Dataset entries:
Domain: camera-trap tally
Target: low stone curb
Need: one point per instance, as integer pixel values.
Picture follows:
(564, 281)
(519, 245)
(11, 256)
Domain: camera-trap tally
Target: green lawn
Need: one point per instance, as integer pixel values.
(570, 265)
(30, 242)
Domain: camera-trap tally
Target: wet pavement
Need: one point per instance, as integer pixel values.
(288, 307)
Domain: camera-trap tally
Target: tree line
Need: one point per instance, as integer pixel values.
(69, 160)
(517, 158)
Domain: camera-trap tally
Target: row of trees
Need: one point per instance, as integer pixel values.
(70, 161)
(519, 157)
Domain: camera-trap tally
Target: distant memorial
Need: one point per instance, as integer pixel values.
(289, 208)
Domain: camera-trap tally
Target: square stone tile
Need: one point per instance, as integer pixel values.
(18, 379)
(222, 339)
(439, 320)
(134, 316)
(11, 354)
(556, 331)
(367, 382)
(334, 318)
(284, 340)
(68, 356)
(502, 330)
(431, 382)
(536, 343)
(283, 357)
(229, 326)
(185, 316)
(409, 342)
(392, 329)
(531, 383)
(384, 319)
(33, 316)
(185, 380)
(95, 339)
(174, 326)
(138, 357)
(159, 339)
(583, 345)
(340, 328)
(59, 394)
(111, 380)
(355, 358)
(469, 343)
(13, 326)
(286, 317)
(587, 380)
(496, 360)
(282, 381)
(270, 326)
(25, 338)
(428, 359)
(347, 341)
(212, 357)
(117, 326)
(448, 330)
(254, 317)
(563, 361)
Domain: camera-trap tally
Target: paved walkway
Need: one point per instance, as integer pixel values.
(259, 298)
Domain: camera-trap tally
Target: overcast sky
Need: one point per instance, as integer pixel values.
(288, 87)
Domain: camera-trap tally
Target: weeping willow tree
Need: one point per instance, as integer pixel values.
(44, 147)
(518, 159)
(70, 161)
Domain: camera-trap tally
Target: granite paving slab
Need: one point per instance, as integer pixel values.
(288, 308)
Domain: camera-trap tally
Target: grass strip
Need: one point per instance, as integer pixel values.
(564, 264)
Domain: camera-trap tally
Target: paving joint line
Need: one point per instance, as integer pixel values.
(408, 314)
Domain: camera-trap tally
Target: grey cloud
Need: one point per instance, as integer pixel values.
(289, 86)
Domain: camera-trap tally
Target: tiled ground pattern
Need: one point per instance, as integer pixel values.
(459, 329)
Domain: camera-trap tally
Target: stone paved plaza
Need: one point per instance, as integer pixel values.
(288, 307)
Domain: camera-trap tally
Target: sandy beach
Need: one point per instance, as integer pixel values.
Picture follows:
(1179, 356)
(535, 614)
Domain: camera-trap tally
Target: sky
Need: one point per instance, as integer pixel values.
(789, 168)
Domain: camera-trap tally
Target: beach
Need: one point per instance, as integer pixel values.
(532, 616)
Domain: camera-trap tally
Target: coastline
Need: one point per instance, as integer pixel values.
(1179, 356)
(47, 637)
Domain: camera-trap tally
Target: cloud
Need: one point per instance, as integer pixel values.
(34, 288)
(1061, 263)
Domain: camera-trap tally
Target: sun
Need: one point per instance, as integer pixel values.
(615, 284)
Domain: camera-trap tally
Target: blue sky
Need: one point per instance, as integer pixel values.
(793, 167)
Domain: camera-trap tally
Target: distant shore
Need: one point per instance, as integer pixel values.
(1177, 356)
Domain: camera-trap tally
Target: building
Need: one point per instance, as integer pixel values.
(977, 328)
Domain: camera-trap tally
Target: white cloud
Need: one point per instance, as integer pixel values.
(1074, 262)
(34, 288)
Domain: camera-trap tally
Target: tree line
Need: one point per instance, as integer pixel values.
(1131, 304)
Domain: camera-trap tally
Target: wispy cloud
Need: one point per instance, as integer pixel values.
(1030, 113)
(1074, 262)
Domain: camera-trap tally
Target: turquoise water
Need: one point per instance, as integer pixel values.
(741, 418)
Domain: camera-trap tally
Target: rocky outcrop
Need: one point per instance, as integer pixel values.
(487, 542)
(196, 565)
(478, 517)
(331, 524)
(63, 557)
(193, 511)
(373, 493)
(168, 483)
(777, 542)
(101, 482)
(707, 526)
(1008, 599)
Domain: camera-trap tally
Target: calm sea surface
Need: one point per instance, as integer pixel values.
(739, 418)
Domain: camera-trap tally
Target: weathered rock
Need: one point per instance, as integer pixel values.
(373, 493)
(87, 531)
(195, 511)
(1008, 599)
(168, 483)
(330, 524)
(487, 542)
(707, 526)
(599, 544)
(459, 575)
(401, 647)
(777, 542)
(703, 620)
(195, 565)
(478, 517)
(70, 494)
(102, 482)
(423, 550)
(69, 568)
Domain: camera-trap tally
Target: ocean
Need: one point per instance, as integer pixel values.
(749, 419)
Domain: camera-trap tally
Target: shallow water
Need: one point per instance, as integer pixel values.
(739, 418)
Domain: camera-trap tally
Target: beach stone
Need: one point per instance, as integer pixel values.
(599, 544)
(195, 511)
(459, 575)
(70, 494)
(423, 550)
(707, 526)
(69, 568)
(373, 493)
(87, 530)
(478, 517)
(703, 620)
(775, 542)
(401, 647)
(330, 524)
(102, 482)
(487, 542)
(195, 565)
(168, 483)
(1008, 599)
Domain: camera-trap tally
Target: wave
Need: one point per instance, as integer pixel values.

** What you should do **
For the word "stone", return every line of the records that holds it.

** Problem solution **
Target: low stone curb
Target: square stone tile
Target: stone paved plaza
Target: beach stone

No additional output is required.